**THE PROBLEM**
Copy the listing from its first line up to and including the line with "[[264, 82]]", swapping in "innermost" wherever "deepest" appears and changing nothing else.

**INPUT RECORDS**
★ ★ ★ ★ ★

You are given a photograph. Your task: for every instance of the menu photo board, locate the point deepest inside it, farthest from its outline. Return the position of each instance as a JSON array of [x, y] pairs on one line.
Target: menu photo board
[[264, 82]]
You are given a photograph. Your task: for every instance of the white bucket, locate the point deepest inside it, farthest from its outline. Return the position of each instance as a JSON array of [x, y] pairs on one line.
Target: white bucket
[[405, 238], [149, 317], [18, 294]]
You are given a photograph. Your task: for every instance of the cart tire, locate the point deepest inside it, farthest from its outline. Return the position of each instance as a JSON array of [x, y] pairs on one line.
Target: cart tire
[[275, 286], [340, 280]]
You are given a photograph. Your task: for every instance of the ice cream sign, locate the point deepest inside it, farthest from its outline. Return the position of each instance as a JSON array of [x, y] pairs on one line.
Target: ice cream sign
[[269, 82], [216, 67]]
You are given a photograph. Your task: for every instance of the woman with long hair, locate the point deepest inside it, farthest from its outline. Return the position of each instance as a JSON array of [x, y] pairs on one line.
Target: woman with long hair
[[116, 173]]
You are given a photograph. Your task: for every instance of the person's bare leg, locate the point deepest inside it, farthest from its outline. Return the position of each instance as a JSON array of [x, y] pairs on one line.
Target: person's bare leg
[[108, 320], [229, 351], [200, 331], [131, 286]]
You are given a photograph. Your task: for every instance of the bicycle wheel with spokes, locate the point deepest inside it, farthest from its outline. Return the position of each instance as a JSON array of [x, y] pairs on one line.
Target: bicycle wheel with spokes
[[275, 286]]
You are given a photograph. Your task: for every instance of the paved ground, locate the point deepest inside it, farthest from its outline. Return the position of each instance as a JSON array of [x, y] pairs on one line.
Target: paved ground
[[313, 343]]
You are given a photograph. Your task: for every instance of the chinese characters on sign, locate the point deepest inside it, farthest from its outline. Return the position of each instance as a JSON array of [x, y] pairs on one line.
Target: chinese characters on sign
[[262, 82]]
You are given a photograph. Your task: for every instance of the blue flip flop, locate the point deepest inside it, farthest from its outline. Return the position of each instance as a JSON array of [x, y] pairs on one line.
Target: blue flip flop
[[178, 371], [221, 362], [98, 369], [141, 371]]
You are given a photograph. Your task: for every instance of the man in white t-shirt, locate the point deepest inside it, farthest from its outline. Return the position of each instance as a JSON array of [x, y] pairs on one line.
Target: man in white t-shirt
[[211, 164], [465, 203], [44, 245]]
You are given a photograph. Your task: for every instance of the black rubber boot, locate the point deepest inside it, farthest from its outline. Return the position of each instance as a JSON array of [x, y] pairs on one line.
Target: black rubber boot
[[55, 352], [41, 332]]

★ ★ ★ ★ ★

**COMPLETE ANSWER**
You are given a photograph. Your task: for every instance of the menu photo board, locate the point innermost inside it, farthest from its outline. Return the position of each instance as a JSON array of [x, y] pairs on one line.
Target: menu photo board
[[264, 82]]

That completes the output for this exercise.